▶ **Excerpt to read**:
All this would of course be justified if Bickford's approach was the show's new house style - but it isn't. While there would be a general improvement in the quality of direction on the show over the next few years, nothing else approaches this level. and so the most memorable feature of The Leisure Hive isn't much more than a colossal gimmick. The JNT era has begun.


"I must rewrite this story properly" by David Barnes 2/7/02

The Leisure Hive. The first story of Season 18. The first story of John Nathan-Turner as producer. The first story of the eighties.

It's not very good is it?

The story opens with a gratuitously long pan along Brighton Beach. Quite why this was deemed to be a good idea, no-one will ever know. This story excels in containing long stretches of nothingness. The pan along Brighton Beach, the bit with the slowed up title sequence, loads of spaceship landings and the longest episode reprises I've ever seen.

Tom Baker just seems bored with the whole thing, he dosn't need to be made up to look like an old man to see that. Lalla Ward as Romana struggles to make it look as if she wants to be there after blowing up K9 in the first minute (well, after the Brighton Beach pan). Ian Talbot as Klout is so bored that he decides to say nothing, John Collin, who plays Brock, obviously didn't want to be there so they acquired a piece of cardboard and got John to phone in his lines. Adrienne Corri as Meena seems to actually want to be in the production. Nigel Lambert as Hardin is fairly good but is still a bit dull ("It dosn't really work, you know." he tells Romana, probably referring to the plot).

The only person to stand out is David Haig as Pangol. He rises above the dreariness of the story to put in a marvellous performance. He is very quiet and reserved early on but is brilliant when he goes insane later.

▶ **Collected data**:

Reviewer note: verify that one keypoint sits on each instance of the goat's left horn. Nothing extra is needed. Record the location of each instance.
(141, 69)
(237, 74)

▶ **Required action 1**: In the reviews of The Leisure Hive, who plays Pangol?
▶ **Required action 2**: Return the passage of the Leisure Hive reviews starting with "The only person" and going on through "goes insane later.", copied word for word.

▶ **Written response 1**: David Haig

▶ **Written response 2**:
The only person to stand out is David Haig as Pangol. He rises above the dreariness of the story to put in a marvellous performance. He is very quiet and reserved early on but is brilliant when he goes insane later.